» **Data for this exercise**:
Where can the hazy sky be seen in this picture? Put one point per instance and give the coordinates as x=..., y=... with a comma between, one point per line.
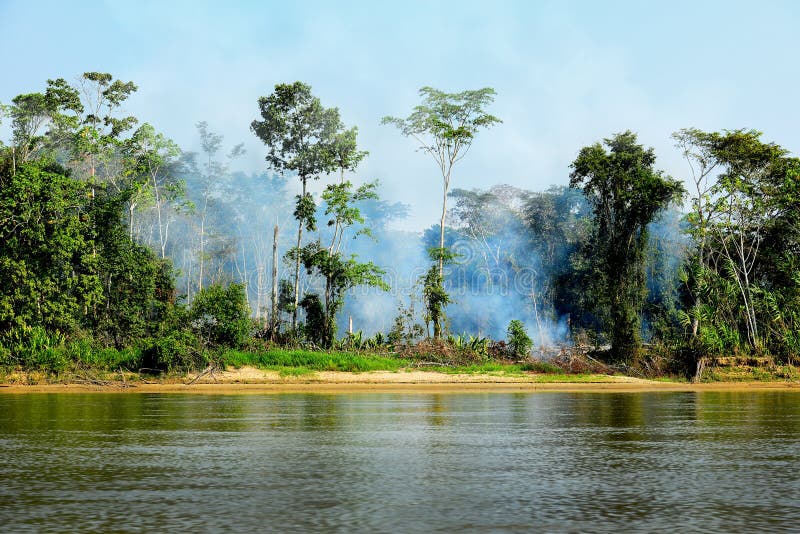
x=566, y=73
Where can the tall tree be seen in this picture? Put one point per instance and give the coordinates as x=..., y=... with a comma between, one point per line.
x=340, y=273
x=445, y=125
x=298, y=132
x=626, y=193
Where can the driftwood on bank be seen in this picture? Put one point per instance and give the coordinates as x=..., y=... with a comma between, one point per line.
x=207, y=371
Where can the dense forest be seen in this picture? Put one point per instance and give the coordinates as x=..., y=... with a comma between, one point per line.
x=115, y=241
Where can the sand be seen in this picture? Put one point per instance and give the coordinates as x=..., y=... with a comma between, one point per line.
x=251, y=380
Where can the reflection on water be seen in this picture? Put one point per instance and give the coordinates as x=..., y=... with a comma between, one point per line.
x=400, y=462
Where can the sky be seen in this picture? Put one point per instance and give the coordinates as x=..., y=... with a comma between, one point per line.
x=567, y=73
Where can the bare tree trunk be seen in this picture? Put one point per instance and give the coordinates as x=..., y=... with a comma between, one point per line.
x=297, y=265
x=273, y=316
x=441, y=232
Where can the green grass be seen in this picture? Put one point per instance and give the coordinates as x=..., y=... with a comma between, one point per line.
x=312, y=361
x=294, y=371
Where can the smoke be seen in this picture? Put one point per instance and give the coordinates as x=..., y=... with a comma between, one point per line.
x=515, y=252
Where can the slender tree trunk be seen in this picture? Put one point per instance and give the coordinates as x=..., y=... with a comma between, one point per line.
x=162, y=240
x=297, y=264
x=441, y=232
x=273, y=316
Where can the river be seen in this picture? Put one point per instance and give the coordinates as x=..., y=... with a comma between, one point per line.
x=400, y=462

» **What the task asks**:
The required output is the line containing "Where can the bare" through the last line of the records above, each copied exactly and nothing more.

» **Exercise answer**:
Where can the bare tree trunk be seen in this picture? Put one point per instance and give the coordinates as x=..., y=... with a comma between, one point per line.
x=297, y=265
x=273, y=316
x=441, y=232
Where can the green grass be seen in this picture? Put one point per instance and give the coordinates as x=..., y=... with a comma between, one point per line.
x=312, y=361
x=294, y=371
Where can the smoke be seen in this picture? Put one point per instance and give the coordinates as x=..., y=... with a comma between, one point per line.
x=515, y=252
Where can the slender tree trunk be seen in this picture? Put one point per instance and give the coordinates as x=..., y=... with a comma between, one point per line.
x=162, y=240
x=297, y=264
x=441, y=232
x=273, y=316
Where can the river be seen in this picture? Put one point per instance and give the coordinates as x=..., y=... with a comma between, one point per line.
x=400, y=462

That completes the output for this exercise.